Extract provided:
-- start --

Ninth Circuit Again Holds Data Scraping From Public Websites Not Barred by CFAA

In 2017, the federal district court for the Northern District of California enjoined LinkedIn from blocking workplace analytics company hiQ from its site, finding that data scraping from public-facing websites did not violate the Computer Fraud and Abuse Act (“CFAA”).

LinkedIn appealed and in 2020 the Ninth Circuit affirmed:

[The CFAA’s] prohibition on accessing a computer “without authorization” is violated when a person circumvents a computer’s generally applicable rules regarding access permissions, such as username and password requirements, to gain access to a computer. It is likely that when a computer network generally permits public access to its data, a user’s accessing  that publicly available data will not constitute access without authorization under the CFAA.

-- end --

Extracted information:

-- start --

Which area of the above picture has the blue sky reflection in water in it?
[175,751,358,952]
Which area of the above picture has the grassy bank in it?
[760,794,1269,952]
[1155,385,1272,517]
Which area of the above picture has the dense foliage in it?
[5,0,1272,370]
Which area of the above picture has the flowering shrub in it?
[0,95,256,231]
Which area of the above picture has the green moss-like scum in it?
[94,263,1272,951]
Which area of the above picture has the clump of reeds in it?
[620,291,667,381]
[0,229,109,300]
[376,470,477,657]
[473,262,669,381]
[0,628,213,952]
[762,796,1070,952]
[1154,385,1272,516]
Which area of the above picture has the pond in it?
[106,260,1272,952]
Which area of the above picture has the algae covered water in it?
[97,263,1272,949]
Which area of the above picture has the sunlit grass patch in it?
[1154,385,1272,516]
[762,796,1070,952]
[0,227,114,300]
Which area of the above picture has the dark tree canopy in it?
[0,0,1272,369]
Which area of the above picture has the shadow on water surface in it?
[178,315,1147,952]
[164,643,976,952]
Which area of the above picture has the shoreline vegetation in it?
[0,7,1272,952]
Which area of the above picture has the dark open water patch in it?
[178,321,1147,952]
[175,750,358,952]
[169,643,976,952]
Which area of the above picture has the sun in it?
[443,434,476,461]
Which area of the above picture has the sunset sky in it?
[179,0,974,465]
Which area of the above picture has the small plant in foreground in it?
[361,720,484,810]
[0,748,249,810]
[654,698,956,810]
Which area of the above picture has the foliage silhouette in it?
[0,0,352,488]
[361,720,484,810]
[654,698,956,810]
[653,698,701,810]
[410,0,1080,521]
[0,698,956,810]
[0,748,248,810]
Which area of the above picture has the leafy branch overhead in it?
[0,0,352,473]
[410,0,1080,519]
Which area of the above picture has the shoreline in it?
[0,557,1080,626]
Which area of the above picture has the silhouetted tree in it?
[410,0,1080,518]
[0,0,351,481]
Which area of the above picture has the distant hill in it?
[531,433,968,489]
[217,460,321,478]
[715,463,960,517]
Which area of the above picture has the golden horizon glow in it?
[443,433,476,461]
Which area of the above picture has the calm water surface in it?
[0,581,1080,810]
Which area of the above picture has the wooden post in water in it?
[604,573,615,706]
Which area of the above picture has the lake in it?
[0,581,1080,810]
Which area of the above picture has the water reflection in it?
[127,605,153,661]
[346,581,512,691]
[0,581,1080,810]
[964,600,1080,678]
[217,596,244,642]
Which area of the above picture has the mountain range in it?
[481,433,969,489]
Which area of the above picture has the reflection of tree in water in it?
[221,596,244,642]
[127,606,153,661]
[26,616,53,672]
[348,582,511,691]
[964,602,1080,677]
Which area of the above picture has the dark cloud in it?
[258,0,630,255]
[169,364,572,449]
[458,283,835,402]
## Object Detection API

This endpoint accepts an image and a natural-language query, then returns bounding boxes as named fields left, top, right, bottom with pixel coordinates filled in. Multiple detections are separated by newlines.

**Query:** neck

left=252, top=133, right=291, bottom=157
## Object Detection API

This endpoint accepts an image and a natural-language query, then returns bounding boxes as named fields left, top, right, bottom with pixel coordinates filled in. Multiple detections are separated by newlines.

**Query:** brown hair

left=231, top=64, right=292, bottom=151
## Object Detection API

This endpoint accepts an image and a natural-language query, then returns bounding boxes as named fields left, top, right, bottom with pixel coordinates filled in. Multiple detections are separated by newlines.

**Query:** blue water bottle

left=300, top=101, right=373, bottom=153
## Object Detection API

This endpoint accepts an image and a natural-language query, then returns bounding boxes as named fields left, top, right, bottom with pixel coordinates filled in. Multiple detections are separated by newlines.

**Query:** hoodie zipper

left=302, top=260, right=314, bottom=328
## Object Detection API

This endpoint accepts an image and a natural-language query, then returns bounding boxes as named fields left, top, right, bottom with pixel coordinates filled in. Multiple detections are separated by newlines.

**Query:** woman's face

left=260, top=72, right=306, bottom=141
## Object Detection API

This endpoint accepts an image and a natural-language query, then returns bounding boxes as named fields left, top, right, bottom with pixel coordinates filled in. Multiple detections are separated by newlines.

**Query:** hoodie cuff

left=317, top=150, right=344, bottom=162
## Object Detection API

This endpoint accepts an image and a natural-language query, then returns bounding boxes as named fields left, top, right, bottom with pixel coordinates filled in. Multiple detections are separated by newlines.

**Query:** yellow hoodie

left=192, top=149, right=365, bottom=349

-- end --
-- start --

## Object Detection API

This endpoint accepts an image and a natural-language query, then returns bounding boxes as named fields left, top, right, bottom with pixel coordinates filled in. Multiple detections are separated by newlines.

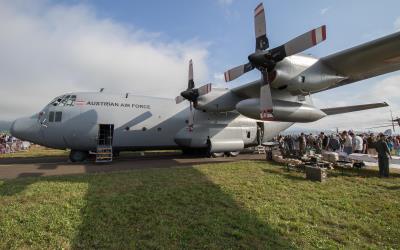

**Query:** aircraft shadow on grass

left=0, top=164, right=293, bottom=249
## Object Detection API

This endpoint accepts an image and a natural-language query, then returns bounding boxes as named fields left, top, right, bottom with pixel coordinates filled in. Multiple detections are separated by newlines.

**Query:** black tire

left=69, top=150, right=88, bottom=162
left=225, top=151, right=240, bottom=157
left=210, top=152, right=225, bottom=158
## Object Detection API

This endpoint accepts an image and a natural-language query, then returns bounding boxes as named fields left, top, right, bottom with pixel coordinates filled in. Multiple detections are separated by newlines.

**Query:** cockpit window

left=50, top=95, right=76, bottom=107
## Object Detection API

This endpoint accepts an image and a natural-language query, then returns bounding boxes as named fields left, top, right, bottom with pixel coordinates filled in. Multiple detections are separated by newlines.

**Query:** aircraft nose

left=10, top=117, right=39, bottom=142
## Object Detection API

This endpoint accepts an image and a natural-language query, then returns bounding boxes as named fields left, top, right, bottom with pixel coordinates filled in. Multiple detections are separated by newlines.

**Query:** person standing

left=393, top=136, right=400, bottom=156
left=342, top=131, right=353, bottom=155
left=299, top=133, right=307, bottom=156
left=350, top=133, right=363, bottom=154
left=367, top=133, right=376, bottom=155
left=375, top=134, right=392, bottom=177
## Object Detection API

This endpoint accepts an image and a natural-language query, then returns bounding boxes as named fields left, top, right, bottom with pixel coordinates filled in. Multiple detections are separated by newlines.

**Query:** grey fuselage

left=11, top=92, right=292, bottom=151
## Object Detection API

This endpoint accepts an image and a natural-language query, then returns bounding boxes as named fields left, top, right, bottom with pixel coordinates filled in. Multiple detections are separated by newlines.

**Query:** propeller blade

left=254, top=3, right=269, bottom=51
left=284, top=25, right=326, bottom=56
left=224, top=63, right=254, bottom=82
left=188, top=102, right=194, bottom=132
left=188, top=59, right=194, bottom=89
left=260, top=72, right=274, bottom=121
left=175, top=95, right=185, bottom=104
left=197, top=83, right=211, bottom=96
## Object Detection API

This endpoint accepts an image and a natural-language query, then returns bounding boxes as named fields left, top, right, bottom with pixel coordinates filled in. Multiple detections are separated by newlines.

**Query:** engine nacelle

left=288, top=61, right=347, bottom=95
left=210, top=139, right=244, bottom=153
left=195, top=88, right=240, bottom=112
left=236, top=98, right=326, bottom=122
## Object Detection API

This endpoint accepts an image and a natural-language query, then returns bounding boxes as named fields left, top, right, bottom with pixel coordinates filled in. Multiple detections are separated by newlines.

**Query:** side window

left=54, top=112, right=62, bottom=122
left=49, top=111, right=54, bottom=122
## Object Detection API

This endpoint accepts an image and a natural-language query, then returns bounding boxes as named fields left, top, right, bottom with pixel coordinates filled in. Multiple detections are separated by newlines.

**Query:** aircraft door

-- end --

Set task A:
Arrange the entries from the line containing "Which area of the above picture has the shadow" down to the line containing "[0,748,248,810]", both ends included, as a Markdown table with the columns Row and Line, leaving out blank lines.
Set task B:
Pick up the article on the Ninth Circuit's data scraping ruling after its last sentence and continue it.
The article and the entries are unrelated to each other.

Exercise output A:
| Row | Line |
|---|---|
| 1 | Which area of the above picture has the shadow on water surface in it? |
| 2 | [178,315,1147,952] |
| 3 | [164,643,976,952] |
| 4 | Which area of the above picture has the shoreline vegetation in it? |
| 5 | [0,7,1272,952] |
| 6 | Which area of the above picture has the dark open water patch in it? |
| 7 | [178,321,1147,952] |
| 8 | [175,750,358,952] |
| 9 | [169,643,976,952] |
| 10 | Which area of the above picture has the sun in it? |
| 11 | [443,434,476,461] |
| 12 | Which area of the above picture has the sunset sky in it? |
| 13 | [179,0,974,465] |
| 14 | Which area of the above picture has the small plant in foreground in it? |
| 15 | [361,720,484,810] |
| 16 | [0,748,249,810] |
| 17 | [654,698,956,810] |
| 18 | Which area of the above picture has the foliage silhouette in it? |
| 19 | [0,0,352,488] |
| 20 | [361,720,484,810] |
| 21 | [654,698,956,810] |
| 22 | [653,698,701,810] |
| 23 | [410,0,1080,521] |
| 24 | [0,698,956,810] |
| 25 | [0,748,248,810] |

Exercise output B:
9th Circuit Affirms hiQ Data Scraping Ruling, In Victory Over LinkedIn

LinkedIn appealed to the Supreme Court who remanded the decision back to the Ninth Circuit after its decision in Van Buren v. United States, 141 S. Ct. 1648 (2021). In that case, the court held that the CFAA

covers those who obtain information from particular areas in the computer—such as files, folders, or databases—to which their computer access does not extend. It does not cover those who, like Van Buren, have improper motives for obtaining information that is otherwise available to them.

Van Buren v. United States, 141 S. Ct. 1648, 1652 (2021).

On remand, the Ninth Circuit upheld hiQ’s injunction.

For all these reasons, it appears that the CFAA’s prohibition on accessing a computer “without authorization” is violated when a person circumvents a computer’s generally applicable rules regarding access permissions, such as username and password requirements, to gain access to a computer. It is likely that when a computer network generally permits public access to its data, a user’s accessing that publicly available data will not constitute access without authorization under the CFAA. The data hiQ seeks to access is not owned by LinkedIn and has not been demarcated by LinkedIn as private using such an authorization system. HiQ has therefore raised serious questions about whether LinkedIn may invoke the CFAA to preempt hiQ’s possibly meritorious tortious interference claim.

HiQ Labs v. LinkedIn at 40.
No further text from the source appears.